** Start EXTRACTED MATERIAL **

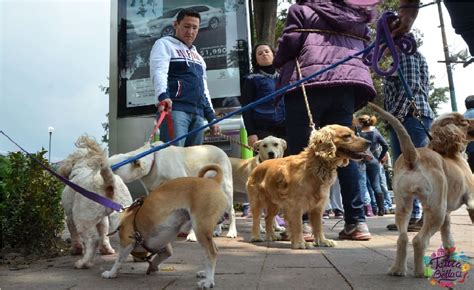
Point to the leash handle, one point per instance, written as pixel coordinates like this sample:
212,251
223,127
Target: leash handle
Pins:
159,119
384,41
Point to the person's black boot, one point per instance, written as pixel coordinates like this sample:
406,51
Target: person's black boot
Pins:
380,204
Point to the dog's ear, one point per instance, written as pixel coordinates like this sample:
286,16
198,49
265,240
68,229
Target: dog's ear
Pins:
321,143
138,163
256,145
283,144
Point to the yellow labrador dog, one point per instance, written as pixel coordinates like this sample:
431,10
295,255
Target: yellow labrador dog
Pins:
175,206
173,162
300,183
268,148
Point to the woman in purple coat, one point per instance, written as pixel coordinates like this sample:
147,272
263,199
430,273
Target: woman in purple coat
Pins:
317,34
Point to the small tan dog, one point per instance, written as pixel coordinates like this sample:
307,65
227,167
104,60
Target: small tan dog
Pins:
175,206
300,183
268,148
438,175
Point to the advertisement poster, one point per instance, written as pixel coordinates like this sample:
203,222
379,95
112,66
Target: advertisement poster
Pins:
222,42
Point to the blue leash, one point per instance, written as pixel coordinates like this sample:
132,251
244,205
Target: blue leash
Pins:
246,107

** End EXTRACTED MATERIAL **

#### TASK INSTRUCTIONS
Rescale the pin coordinates in the answers by multiplying each one by 1.15 and rounding to the nearest whole number, with halves rounding up, and write out every line of the material above again with the sample coordinates left as they are. Leave the pictures out.

#### ANSWER BELOW
Point to the leash handle, one point per instance, written as pixel coordinates like this sample:
212,251
223,127
Target: leash handle
Pins:
183,137
442,47
Point to the person's black boot, one point per instance, written as pixel coordinates like this sample:
406,51
Target: person's black boot
Pins:
437,235
Point to the dog's ear, one point per instance, written as pixel coordinates like this sample:
286,16
198,49
265,240
68,229
Target: dog's ear
Pins:
369,164
159,187
294,167
325,166
Point to the yellow labrador dog, one point per instance, written as pixel coordinates like this sample:
431,10
295,255
Target: yellow labrador dog
Pins:
201,237
199,186
345,210
308,170
Point to the woman in purple coat, one point per instance, written as pixel coordinates like this sample:
147,272
263,199
430,273
Target: woman in purple coat
Pins:
365,39
Point to the small tan dog, one point per instance, written as pixel coordinates like this sample:
307,65
227,167
104,60
Target: small tan dog
Pins:
201,237
345,210
308,170
504,201
Point to the advertisement poster, one point per instance, written as pixel coordinates like this sample:
203,222
379,95
112,66
Target: advertisement poster
Pins:
255,48
Point to the blue leash, one point per instance, written as pixel coordinates like this sample:
132,251
244,205
Target: blue leash
Pins:
283,123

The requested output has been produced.